* Passage *

━━━

It is necessary to emphasize, however, the fact that only the defendants gave evidence about farming the Ani Ozala land as clearly brought out and glaringly in the evidence of D.W. 1. Based upon that piece of evidence by the defendants on the fanning of Ani Ozala land, the learned trial Judge arrived at the following conclusion:

“Furthermore, I accepted as a more probable and reasonable version of the traditional history that, after the defendants’ group had settled at Obikporo, the abode of witches, they farmed around their Homestead at that village but the more enterprising among them moved further a field to “Am Ozala” from where they went to Obikporo to farm there. When eventually the plaintiffs’ group moved out from Okpoko and joined the defendants at Obikporo, the enterprising ones amongst them joined the comrades of the defendants’ group in going to Ani “Ozala” to farm there as it was much safer so to do than at Okpoko where the regular forays of the Obosi people made farming hazardous.”

As to the reason for the plaintiffs moving out of the Okpoko land, this is best illustrated by the averment in paragraph 19 of the Statement of Defence where the defendants averred:

“The defendants with further reference to paragraph 12 of the Statement of Claim also deny that Am Ozala was ever the property of Uyamasi but admit that the said Uyamasi owned Okpoko land where he settled with his ancestors before he subsequently joined the defendants in Obikporo. The Uyamasi was driven from Okpoko land by the people of Obosi.”

Expatiating on the point in his evidence-in-chief, D.W.1 said inter alia –

“The dispute between the plaintiffs and the Obosi people related only to Okpoko land; it did not concern the “Ozala” or “Woliwo” land. The parcels of land granted by the plaintiffs to the late Chief Araka, Okolo and others were at Okpoko, not at Woliwo or Ozala.” Thus, it cannot be seriously argued that the learned trial Judge all told, had not applied the principles enunciated in Kojo II v. Bonsie (supra) in resolving the conflicts, if any in the traditional evidence as to the ownership of the Ani Ozala land.

On the question of issue estoppel for which the plaintiffs’ relied on the cases of Kodilinye v. Odu (supra) and Philip Akunne Anatogu & anor. v. Chief J.M. Kodilinye (supra) for the proposition that the traditional history of Onitsha people was judicially accepted or settled, this is but a far cry. In Kodilinye v. Mbanefo Odu for example. The only reference made therein to traditional history, generally, is where Webber, C.J. said as follows:

“In his (learned Judge of the court below) judgment which is the subject of this appeal he deals first with the evidence generally criticizing the evidence on both sides as conflicting and confused. Then he dealt fully with the rival traditional stories and concluded that there was little to choose between the two versions.”

━━━

* Problems and tasks *
#1 Write out the judgment excerpt word for word, from "Expatiating on the" to "Ani Ozala land.".
#2 According to the trial Judge's conclusion quoted in the judgment excerpt, why did the enterprising members of the plaintiffs' group go to Ani Ozala to farm instead of farming at Okpoko?
#3 List every parcel of land that D.W.1 names in the testimony quoted in the judgment excerpt.

* Data rows *
━━━

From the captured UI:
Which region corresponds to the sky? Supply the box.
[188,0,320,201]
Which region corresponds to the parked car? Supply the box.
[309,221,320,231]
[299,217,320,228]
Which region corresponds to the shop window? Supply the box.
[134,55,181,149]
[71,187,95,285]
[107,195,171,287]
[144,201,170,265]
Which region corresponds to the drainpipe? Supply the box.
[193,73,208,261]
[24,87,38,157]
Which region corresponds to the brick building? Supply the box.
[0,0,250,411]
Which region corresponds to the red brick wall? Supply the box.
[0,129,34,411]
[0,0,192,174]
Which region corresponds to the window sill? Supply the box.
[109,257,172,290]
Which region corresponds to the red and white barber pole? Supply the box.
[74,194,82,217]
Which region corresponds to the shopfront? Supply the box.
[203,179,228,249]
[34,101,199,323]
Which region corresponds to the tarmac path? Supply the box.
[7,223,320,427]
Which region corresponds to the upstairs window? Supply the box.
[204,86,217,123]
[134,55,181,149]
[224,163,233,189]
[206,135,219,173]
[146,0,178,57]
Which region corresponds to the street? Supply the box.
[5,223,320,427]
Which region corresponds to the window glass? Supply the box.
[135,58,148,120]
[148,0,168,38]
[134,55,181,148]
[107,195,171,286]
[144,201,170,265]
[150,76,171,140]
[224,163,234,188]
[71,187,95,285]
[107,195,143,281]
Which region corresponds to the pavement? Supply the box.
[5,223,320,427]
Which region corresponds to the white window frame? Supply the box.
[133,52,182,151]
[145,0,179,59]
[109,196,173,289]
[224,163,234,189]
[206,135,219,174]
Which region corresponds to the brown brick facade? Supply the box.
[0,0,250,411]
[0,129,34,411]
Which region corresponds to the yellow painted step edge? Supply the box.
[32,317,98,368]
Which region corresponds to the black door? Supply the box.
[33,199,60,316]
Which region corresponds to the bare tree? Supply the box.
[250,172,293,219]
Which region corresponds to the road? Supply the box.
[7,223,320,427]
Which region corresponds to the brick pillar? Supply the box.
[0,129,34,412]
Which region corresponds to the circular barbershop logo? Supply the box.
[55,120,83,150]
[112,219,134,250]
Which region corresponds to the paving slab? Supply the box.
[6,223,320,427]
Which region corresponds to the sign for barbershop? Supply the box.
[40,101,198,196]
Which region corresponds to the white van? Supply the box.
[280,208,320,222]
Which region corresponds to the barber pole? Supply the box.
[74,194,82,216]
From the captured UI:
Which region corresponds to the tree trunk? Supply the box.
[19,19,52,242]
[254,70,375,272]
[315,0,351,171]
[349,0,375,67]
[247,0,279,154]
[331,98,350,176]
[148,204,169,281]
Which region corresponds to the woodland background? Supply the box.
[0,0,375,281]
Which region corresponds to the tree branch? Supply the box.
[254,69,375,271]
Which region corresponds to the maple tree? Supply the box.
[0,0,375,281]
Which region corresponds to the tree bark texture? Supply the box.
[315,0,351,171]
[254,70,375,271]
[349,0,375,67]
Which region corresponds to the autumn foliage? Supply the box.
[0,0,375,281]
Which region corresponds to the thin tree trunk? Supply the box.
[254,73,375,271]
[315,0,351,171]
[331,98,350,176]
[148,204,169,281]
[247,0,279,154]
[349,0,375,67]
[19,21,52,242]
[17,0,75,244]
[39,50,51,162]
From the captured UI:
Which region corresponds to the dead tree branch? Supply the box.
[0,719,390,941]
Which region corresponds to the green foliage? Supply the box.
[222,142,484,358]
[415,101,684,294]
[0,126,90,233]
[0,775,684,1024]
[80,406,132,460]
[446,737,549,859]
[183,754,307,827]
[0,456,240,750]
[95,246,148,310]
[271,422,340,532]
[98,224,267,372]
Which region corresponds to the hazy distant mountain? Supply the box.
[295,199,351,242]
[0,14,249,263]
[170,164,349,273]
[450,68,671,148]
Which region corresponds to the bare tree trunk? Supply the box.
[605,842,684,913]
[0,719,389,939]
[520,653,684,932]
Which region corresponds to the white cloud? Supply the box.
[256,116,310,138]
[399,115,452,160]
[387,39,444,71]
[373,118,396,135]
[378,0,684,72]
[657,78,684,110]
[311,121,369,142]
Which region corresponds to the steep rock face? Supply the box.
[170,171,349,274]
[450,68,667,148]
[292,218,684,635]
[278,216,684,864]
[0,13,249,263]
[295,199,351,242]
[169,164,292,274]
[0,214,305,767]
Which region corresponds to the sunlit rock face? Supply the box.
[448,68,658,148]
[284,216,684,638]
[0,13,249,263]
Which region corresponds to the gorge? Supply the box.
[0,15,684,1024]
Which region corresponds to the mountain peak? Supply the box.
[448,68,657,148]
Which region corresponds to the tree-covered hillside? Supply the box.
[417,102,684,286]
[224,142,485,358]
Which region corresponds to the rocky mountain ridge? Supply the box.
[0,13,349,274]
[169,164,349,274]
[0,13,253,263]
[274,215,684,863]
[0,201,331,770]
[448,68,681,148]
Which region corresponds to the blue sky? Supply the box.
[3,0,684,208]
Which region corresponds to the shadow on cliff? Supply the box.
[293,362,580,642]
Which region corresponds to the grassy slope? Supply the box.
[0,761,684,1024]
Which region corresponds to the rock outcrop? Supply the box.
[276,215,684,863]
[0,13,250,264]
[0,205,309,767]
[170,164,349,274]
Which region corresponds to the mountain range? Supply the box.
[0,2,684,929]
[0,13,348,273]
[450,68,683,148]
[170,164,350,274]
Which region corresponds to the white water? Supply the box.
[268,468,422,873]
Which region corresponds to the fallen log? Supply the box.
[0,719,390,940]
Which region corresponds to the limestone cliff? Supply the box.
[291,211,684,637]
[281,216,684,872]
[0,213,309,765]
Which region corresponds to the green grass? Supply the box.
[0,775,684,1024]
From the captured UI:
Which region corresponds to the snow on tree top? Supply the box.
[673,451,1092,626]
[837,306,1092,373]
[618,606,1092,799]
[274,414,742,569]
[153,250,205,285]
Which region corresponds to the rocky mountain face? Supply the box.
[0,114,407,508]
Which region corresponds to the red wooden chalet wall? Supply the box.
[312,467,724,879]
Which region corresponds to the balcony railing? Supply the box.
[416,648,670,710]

━━━

* Full solutions *
#1
Expatiating on the point in his evidence-in-chief, D.W.1 said inter alia –

“The dispute between the plaintiffs and the Obosi people related only to Okpoko land; it did not concern the “Ozala” or “Woliwo” land. The parcels of land granted by the plaintiffs to the late Chief Araka, Okolo and others were at Okpoko, not at Woliwo or Ozala.” Thus, it cannot be seriously argued that the learned trial Judge all told, had not applied the principles enunciated in Kojo II v. Bonsie (supra) in resolving the conflicts, if any in the traditional evidence as to the ownership of the Ani Ozala land.

#2 Farming at Ani Ozala was much safer. At Okpoko, the regular forays of the Obosi people made farming hazardous.

#3
- Okpoko
- Ozala
- Woliwo